Document text -
= Beginning of Section =
Construction of a molecular device with the desired functionality to fix and arrange molecules in order on a solid surface is one of the chemist’s dreams. The attempts of fixing a molecular layer with various functionalities on a solid substrate and of controlling the surface properties have been carried out since Langmuir and Blodgett investigated Langmuir–Blodgett (LB) films, which are monolayers and multilayers transferred from the air/water interface onto a solid surface, in the early part of the last century [1–3]. Gaines [4] first summarized the details of LB films that were recently updated by Roberts [5]. Because the molecules are physisorbed onto the solid surface in LB films, their structures easily change and soon become random. In 1980, on the other hand, Sagiv found that molecules with a long alkyl chain can be fixed to the solid surface through the covalent linkage between the trimethoxysilyl (-Si(OCH3)3) or trichlorosilyl (-SiCl3) group of the molecule and the surface hydroxyl (-OH) group of the solid substrate, and that an advanced orientation can be achieved by the interaction between the alkyl chains, and pointed out the similarity to the LB film [6]. Since the molecular layer can be spontaneously formed with a high orientation, this process is called self-assembly (SA) and the formed molecular film a self-assembled monolayer (SAM). Later, Nuzzo and Allara found in 1983 that an alkanethiol can react with a gold substrate to form Au–S bonds and that a highly oriented SAM with the hydrophobic interaction between the alkyl chains is formed on the gold surface [7], thus construction of a highly oriented molecular layer can be achieved on the electroconductive substrate, and the alkylthiol SAM on gold has been rapidly extended to both basic science and applications along with active research [8–13]. Recently, the modification of silicon surfaces of organic molecules through a covalent Si–C bonding has been realized by a wet reaction [14–18] and this research that makes the best use of the semiconductor property of the substrate has been actively carried out.
= End of Section =
Directive A -
Translate this sentence from the passage on self-assembled monolayers into Spanish: "Because the molecules are physisorbed onto the solid surface in LB films, their structures easily change and soon become random."
Directive B -
Take the passage on self-assembled monolayers further, picking up after its final sentence.
The records that follow are separate material from the passage on self-assembled monolayers.

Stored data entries
= Beginning of Section =
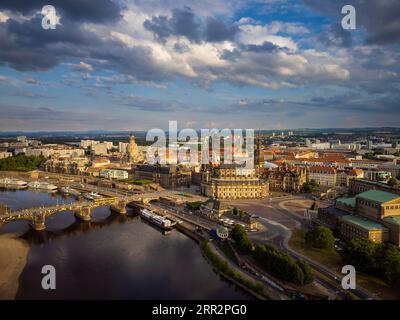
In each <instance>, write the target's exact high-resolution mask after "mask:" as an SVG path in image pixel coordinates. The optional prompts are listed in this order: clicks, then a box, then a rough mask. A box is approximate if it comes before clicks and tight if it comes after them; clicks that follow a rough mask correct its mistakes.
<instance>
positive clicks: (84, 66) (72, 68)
mask: <svg viewBox="0 0 400 320" xmlns="http://www.w3.org/2000/svg"><path fill="white" fill-rule="evenodd" d="M71 69H72V70H77V71H84V72H92V71H93V70H94V69H93V66H92V65H90V64H89V63H85V62H83V61H80V62H79V64H71Z"/></svg>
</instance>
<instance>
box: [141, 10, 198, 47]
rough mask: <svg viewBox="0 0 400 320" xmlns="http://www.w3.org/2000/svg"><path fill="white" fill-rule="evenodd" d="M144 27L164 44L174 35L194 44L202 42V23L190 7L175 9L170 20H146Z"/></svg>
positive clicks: (167, 19)
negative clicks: (187, 39)
mask: <svg viewBox="0 0 400 320" xmlns="http://www.w3.org/2000/svg"><path fill="white" fill-rule="evenodd" d="M143 26H144V27H145V28H146V29H147V30H149V31H152V32H153V34H154V36H155V38H156V39H157V40H159V41H162V42H165V40H166V38H168V37H170V36H172V35H174V36H183V37H186V38H187V39H189V40H191V41H194V42H199V41H200V21H199V19H198V18H197V17H196V16H195V14H194V13H193V12H192V10H191V9H190V8H189V7H185V8H184V9H177V8H175V9H173V10H172V17H170V18H169V17H167V16H153V17H152V18H151V20H146V21H145V22H144V23H143Z"/></svg>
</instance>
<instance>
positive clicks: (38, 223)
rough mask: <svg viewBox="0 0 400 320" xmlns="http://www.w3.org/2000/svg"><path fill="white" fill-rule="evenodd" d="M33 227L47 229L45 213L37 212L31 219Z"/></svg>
mask: <svg viewBox="0 0 400 320" xmlns="http://www.w3.org/2000/svg"><path fill="white" fill-rule="evenodd" d="M31 227H32V228H33V229H35V230H36V231H42V230H45V229H46V216H45V214H44V213H37V214H34V215H33V218H32V221H31Z"/></svg>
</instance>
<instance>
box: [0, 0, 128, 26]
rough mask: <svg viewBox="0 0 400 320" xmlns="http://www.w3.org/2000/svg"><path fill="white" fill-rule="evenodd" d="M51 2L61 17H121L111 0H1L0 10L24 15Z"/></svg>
mask: <svg viewBox="0 0 400 320" xmlns="http://www.w3.org/2000/svg"><path fill="white" fill-rule="evenodd" d="M48 4H51V5H52V6H54V7H55V8H56V10H57V11H60V13H61V15H62V17H66V18H68V19H70V20H75V21H86V22H94V23H107V22H114V21H117V20H118V19H120V18H121V8H120V7H119V6H118V5H117V4H116V3H115V2H113V1H111V0H52V1H51V2H50V3H49V1H47V0H1V1H0V10H2V9H3V10H4V9H6V10H10V11H12V12H20V13H22V14H24V15H28V14H32V13H35V12H38V11H41V9H42V7H43V6H45V5H48Z"/></svg>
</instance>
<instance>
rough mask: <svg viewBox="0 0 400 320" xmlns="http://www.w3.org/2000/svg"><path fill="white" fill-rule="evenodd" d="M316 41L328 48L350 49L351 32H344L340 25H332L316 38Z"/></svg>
mask: <svg viewBox="0 0 400 320" xmlns="http://www.w3.org/2000/svg"><path fill="white" fill-rule="evenodd" d="M318 40H319V41H320V42H321V43H322V44H323V45H324V46H328V47H343V48H349V47H351V45H352V43H353V41H352V38H351V32H350V31H348V30H344V29H343V28H342V26H341V25H340V24H334V25H331V26H330V27H329V29H328V30H327V31H325V32H323V33H321V34H320V35H319V36H318Z"/></svg>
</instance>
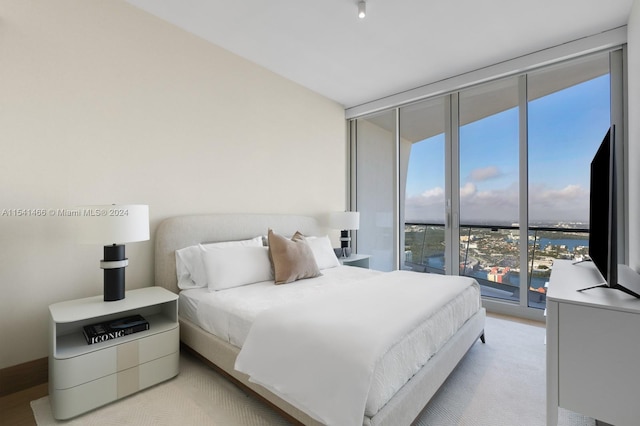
= End of Section =
Expected answer A -
Debido a que las moléculas están fisisorbidas sobre la superficie sólida en las películas LB, sus estructuras cambian con facilidad y pronto se vuelven aleatorias.

Expected answer B -
The molecule, which formed the SAM, consists of three parts as shown in Figure 2.1.

The first part is the surface binding group (dark gray circle in Figure 2.1), which spontaneously binds to the substrate surface by a covalent linkage, so that this group depends on the substrate materials. In the case of using the oxide surface, which has a surface hydroxyl group, as the substrate, the trimethoxysilyl (-Si(OCH3)3) or trichlorosilyl (-SiCl3) group is used as the surface binding group. When the thiol (-SH) group is used as a surface binding group, the semiconductor, such as GaAs [19], CdSe [20], and In2O3 [21], in addition to the metal, such as Pt, Ag, Cu, etc., besides Au, are used as a substrate. On these substrates, disulfide (-S–S-), selenol (-SeH), and isocyanide (-NC) can also be bonded [10]. When Si, as mentioned above, Ge, or diamond [22] are used as the substrate, the terminal olefin group can be used as a surface binding group [14–18]. The second part is the alkyl chain (rectangle in Figure 2.1), and the energy associated with its interchain van der Waals interaction is of the order of a few kcal/mol, which means that this interaction is exothermic [8]. The last part is the terminal group (light gray circle in Figure 2.1), which is generally a methyl group.

In this chapter, we introduce the fundamental science of the SAMs, such as molecular layer structures and formation processes of the SAMs, and applications of the SAMs to construct the surface with various functionalities.

2.2 Preparation and Characterization

2.2.1 Organothiols on Au

Organothiols adsorb on metal surfaces via metal–S bond formation, as shown in Figure 2.2. SAMs of alkanethiols can be prepared in solutions and vapors of molecules [7, 8, 10]. Self-assembly in solutions are commonly used because it is easy to prepare, control, and molecules that have small vapor pressure can be used. Typically, a several mM solution of alkanethiols in organic solvents, such as ethanol and hexane, is used to form SAMs.

A (111)-oriented gold thin film is the most widely used substrate since it is stable under ambient conditions and can be easily formed on various substrates, such as a glass slide, mica and silicon, by thermal vacuum evaporation [23]. A polished surface of a gold polycrystal is also used as a substrate [24]. Grains having atomically flat (111) terraces are grown when the substrate is heated around 300 °C during the deposition. Flame annealing is also employed to obtain flat and wide (111) terraces [23].

Most of the commercially available alkanethiols are usually used without further purification, though the residual impurity of sulfur is known to disturb the formation of an SAM of pyridinethiol on a Au(111) surface [25]. To form a monolayer, a clean substrate is immersed in the solution for 1–24 h. Sometimes, a much longer period, such as several days, is required for completion of the monolayer formation [26]. Both temperature and solvent strongly affect the density of the defects and domain size [27, 28]. These effects are discussed later.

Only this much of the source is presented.